──────── ESTRATTO DEL TESTO

Forse ci siamo un po' incartati nella discussione...

Torniamo al punto di partenza: abbiamo deciso che "pensieri randomici" è un'espressione inappropriata, oltre che brutta. Tutto nasce dal fatto che io avevo considerato randomico come un termine di uso comune nell'italiano e, soprattutto, come un sinonimo di erratico.
L'intervento di Paul mi ha illuminato su entrambi gli aspetti: randomico è un calco dall'inglese, e dunque "pensieri randomici" non è nient'altro che una traduzione maccheronica di "random thoughts", che in italiano si dovrebbe rendere (almeno credo) con "pensieri sparsi", "pensieri in libertà", o qualcosa del genere.


Apprezzo molto la versione di Anja, ma per rendere l'idea del controllo, della "direzione" del pensiero (presente esplicitamente nel testo originale inglese che voi, ovviamente, non avete sott'occhio) "pensieri senza meta" mi sembra più azzeccata di "pensieri sorti alla rinfusa". Tutto qua!

Mi scuso, se avessi saputo di suscitare un tale polverone avrei proposto il thread direttamente nel forum bilingue! 

Comunque, grazie a tutti quelli che fin qui hanno partecipato (altro anglismo) al brainstorming!


----------



## Paulfromitaly

Il thread può essere spostato nel forum inglese/italiano ma a quel punto ci serve la frase originale in inglese di partenza.


----------



## Anja.Ann

Sab,  

Scusami ... non cambierà sostanzialmente le cose, ma, se noti, l'inizio della frase parla di mente che se ne va a zonzo _per entrambe le categorie di individui _e, secondo me, entrambe le nostre categorie hanno, inizialmente, pensieri alla rinfusa (o senza meta o casuali), sennonché i primi hanno la capacità di incanalare correttamente i propri pensieri che, di conseguenza, non risultano più alla rinfusa, mentre gli altri, si perdono nel marasma di pensieri che continuano a scorrere alla rinfusa.

────────────────

■ **ISTRUZIONI DEL COMPITO**: Nella discussione sulla traduzione di "random thoughts", per quale motivo chi scrive preferisce "pensieri senza meta" a "pensieri sorti alla rinfusa"? Risponda in una-tre frasi. Le righe riportate di seguito provengono da una fonte diversa.

──────── ESTRATTO DEL DATASET

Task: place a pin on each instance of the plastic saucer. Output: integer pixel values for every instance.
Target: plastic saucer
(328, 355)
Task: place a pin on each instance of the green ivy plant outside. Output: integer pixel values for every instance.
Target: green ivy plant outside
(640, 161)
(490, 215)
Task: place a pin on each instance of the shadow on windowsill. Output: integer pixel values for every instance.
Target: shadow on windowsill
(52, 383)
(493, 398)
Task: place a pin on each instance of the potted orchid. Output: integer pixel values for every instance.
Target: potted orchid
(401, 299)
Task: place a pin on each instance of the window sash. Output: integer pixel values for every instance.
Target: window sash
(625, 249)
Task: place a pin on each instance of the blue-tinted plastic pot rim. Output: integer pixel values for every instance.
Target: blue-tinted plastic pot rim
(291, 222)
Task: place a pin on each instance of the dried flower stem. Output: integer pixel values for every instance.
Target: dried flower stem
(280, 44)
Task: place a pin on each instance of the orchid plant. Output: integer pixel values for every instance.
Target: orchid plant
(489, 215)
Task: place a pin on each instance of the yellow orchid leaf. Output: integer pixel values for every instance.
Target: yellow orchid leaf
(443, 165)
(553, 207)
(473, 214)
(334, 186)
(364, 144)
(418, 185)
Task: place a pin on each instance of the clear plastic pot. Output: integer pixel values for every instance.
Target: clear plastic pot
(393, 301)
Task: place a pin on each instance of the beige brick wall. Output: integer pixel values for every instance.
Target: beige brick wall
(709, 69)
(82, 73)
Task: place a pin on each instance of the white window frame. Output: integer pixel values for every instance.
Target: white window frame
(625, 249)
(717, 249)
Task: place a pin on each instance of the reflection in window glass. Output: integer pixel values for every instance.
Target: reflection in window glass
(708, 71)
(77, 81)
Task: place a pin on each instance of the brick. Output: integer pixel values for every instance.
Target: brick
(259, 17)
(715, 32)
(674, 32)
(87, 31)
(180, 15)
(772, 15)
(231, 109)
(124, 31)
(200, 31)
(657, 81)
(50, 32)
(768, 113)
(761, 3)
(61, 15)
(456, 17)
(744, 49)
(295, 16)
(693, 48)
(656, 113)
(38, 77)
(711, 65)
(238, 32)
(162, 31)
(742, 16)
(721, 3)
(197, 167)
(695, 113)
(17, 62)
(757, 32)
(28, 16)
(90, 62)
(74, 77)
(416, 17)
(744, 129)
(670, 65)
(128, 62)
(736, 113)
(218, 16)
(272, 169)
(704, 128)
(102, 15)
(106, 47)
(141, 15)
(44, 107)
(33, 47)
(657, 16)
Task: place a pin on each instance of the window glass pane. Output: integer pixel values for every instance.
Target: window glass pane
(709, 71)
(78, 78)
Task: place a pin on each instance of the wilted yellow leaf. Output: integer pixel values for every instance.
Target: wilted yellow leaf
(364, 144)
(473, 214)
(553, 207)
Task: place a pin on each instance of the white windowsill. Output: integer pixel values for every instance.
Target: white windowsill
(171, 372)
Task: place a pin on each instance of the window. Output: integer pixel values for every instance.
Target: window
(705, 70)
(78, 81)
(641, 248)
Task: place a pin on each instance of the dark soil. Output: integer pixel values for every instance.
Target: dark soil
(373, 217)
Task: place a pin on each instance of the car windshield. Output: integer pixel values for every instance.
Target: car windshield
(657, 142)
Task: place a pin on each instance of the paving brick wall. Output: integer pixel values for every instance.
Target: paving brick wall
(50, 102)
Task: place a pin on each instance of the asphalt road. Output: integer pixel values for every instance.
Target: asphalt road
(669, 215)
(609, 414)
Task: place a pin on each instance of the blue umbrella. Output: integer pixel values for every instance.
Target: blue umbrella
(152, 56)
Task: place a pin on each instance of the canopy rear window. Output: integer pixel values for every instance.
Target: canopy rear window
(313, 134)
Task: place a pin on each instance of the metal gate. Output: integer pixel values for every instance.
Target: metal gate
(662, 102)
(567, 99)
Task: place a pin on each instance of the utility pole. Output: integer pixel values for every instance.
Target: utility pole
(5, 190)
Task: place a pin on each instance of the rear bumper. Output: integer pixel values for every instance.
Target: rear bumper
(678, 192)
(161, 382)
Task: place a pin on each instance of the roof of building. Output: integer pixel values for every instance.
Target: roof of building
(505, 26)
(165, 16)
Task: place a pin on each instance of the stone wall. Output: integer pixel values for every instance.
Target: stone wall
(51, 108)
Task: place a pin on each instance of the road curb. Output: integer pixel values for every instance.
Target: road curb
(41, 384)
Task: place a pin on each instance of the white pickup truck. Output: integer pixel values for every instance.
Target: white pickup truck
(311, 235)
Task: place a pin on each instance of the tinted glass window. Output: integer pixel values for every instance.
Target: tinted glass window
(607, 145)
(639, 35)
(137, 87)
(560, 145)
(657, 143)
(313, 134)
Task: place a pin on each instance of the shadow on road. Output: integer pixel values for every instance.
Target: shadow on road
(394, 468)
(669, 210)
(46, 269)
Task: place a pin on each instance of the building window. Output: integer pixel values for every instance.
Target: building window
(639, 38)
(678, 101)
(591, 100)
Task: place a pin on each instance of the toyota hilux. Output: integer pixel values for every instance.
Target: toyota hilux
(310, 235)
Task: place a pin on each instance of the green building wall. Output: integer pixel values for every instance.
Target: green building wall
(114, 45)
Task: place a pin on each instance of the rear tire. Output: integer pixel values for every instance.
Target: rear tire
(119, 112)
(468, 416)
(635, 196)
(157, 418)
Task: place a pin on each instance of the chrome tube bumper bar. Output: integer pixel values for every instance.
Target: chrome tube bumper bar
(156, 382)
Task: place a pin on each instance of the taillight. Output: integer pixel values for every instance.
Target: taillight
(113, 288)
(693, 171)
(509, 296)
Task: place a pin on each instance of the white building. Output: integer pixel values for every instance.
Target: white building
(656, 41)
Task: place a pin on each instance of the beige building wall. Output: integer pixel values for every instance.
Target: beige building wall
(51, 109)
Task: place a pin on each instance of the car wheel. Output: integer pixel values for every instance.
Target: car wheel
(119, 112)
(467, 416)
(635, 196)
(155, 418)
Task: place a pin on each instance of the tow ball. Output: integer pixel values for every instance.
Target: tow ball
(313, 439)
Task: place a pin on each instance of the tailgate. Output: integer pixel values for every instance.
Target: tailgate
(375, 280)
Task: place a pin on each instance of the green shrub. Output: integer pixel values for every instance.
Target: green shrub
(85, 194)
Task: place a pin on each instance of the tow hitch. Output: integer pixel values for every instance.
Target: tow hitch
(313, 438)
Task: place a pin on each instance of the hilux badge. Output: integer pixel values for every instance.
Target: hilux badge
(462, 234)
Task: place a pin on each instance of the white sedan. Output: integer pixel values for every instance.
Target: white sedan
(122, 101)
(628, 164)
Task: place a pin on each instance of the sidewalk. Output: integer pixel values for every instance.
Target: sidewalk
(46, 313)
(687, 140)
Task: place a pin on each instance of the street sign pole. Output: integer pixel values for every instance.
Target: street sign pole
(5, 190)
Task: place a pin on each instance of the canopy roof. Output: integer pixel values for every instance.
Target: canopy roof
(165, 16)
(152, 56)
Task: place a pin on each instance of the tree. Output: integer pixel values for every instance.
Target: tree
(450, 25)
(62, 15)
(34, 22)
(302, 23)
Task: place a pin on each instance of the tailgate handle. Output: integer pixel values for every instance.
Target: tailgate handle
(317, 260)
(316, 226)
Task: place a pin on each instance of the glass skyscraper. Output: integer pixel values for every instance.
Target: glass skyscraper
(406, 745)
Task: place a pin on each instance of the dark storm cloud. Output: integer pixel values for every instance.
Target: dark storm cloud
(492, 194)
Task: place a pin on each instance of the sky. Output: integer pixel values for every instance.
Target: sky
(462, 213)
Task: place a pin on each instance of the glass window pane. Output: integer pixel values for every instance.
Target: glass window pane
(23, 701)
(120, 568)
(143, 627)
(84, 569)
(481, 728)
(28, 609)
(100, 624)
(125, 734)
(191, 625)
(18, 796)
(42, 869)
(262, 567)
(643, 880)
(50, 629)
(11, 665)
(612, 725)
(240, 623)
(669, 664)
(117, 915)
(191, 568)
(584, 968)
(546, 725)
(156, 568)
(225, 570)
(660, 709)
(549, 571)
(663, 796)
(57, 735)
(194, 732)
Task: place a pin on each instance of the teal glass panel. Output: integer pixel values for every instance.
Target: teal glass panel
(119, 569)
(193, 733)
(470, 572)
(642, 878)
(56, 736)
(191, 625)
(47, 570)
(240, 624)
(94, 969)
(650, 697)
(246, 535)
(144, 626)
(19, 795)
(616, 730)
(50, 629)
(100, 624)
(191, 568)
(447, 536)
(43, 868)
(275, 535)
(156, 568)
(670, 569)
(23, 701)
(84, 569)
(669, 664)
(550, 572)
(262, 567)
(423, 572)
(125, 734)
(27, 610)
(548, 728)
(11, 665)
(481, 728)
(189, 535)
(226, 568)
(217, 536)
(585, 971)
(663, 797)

────────────────

■ **SOLUZIONE**: Chi scrive considera "pensieri senza meta" più azzeccata perché rende l'idea del controllo, cioè della "direzione" del pensiero. Questa idea è presente esplicitamente nel testo originale inglese.